#### Extract to read
---+---

Women navigate a lifetime of physical challenges—from menstrual cramps and endometriosis to childbirth—often maintaining remarkable composure. In contrast, men may grimace at the slightest cold, evoking dramatic imagery. Yet, science validates their discomfort: during the flu, men truly experience more intense symptoms than women.
On Wednesday, January 15, 2020, Santé Publique France announced the flu epidemic's official start in Ile-de-France and Provence-Alpes-Côte d'Azur, with other mainland regions in pre-epidemic phase. Be patient with the men in your life if they fall ill. A 2016 study in the American Journal of Physiology conclusively showed women suffer less from influenza, thanks to estrogen—our key sex hormone.
Here's how it works: The flu virus infects cells, replicates, and spreads. Estrogen provides women with antiviral protection by curbing viral replication, reducing infection severity. Women still get sick, but symptoms hit less hard than in men.
Researchers tested this using nasal cells—prime flu virus habitat—from both sexes. They sensitized cells to estrogen with chemical compounds, then exposed them to the virus. Female cells resisted better, showing significantly lower viral loads even after estrogen treatment compared to male cells. A clear win for female biology.
Estrogen in oral contraceptives may help against seasonal flu. However, study co-author Sabra Klein cautions: "You can still catch the flu, especially if unvaccinated. Estrogen levels fluctuate cyclically in premenopausal women, making broad protective effects hard to observe population-wide." No one is fully immune—vaccination remains essential.

---+---

(Region descriptions in natural language)
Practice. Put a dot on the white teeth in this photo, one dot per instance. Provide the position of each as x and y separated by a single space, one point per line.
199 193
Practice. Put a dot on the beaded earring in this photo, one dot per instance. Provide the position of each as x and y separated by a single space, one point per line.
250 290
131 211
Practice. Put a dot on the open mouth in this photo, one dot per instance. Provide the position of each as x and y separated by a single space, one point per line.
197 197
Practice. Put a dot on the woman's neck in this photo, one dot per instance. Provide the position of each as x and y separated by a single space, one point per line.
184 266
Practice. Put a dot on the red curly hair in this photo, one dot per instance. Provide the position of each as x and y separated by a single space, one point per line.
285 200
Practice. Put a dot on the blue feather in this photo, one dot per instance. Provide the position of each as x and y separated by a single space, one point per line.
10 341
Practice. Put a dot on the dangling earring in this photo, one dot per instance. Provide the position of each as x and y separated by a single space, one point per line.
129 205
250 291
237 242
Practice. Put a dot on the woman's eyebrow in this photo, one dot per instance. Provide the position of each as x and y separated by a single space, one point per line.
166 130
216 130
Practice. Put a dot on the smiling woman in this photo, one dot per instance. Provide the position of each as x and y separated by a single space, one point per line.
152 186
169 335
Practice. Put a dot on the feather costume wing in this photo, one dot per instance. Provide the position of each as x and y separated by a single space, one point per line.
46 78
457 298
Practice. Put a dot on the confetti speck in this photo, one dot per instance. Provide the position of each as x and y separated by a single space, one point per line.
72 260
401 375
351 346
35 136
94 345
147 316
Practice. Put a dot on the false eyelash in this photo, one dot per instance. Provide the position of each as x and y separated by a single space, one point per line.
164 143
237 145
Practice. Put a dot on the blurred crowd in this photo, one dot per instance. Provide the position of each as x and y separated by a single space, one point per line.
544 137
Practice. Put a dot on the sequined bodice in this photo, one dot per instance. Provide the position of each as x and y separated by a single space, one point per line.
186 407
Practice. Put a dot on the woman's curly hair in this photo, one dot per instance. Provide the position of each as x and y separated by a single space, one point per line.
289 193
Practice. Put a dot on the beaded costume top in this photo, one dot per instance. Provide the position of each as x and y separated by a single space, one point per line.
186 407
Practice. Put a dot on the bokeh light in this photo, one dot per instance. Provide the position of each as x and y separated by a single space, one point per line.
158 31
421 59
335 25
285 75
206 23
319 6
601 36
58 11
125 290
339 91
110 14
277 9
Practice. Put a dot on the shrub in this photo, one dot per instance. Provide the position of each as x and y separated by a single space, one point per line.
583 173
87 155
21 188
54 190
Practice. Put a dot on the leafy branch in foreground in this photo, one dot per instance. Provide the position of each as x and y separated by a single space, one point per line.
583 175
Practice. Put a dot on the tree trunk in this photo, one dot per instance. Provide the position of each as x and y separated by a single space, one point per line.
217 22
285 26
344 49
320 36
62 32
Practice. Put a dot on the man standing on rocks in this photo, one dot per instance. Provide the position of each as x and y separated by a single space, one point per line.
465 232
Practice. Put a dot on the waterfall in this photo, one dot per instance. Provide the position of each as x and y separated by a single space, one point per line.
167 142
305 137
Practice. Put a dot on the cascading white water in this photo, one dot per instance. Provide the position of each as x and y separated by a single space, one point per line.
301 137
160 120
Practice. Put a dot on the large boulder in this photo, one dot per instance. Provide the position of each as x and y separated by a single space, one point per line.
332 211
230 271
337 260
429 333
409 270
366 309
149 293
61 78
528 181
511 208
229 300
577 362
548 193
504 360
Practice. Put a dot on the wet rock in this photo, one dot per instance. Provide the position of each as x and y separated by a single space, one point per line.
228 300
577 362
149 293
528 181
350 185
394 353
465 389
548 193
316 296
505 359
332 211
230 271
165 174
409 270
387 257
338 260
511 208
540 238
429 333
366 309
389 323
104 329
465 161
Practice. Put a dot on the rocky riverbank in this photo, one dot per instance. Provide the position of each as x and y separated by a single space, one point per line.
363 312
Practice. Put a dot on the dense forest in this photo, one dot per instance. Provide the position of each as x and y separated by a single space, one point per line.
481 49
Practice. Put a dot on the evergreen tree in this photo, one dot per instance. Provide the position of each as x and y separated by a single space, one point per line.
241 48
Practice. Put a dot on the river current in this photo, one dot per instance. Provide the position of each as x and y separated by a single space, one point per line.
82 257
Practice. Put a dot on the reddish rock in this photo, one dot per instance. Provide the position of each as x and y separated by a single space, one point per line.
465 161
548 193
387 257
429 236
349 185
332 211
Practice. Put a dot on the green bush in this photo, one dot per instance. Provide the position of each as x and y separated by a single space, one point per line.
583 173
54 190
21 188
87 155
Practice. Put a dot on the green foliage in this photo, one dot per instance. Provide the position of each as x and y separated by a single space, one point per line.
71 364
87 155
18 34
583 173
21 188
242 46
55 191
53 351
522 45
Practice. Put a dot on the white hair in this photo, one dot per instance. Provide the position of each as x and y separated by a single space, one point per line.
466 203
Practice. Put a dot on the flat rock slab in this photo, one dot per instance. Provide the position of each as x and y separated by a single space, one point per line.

---+---

#### Exercise brief
Copy the passage of the article on influenza in men and women from "Here's how it" to "for female biology.", substituting "Scientists" for "Researchers". The items were taken from a source other than the article.

#### Answer to this exercise
Here's how it works: The flu virus infects cells, replicates, and spreads. Estrogen provides women with antiviral protection by curbing viral replication, reducing infection severity. Women still get sick, but symptoms hit less hard than in men.
Scientists tested this using nasal cells—prime flu virus habitat—from both sexes. They sensitized cells to estrogen with chemical compounds, then exposed them to the virus. Female cells resisted better, showing significantly lower viral loads even after estrogen treatment compared to male cells. A clear win for female biology.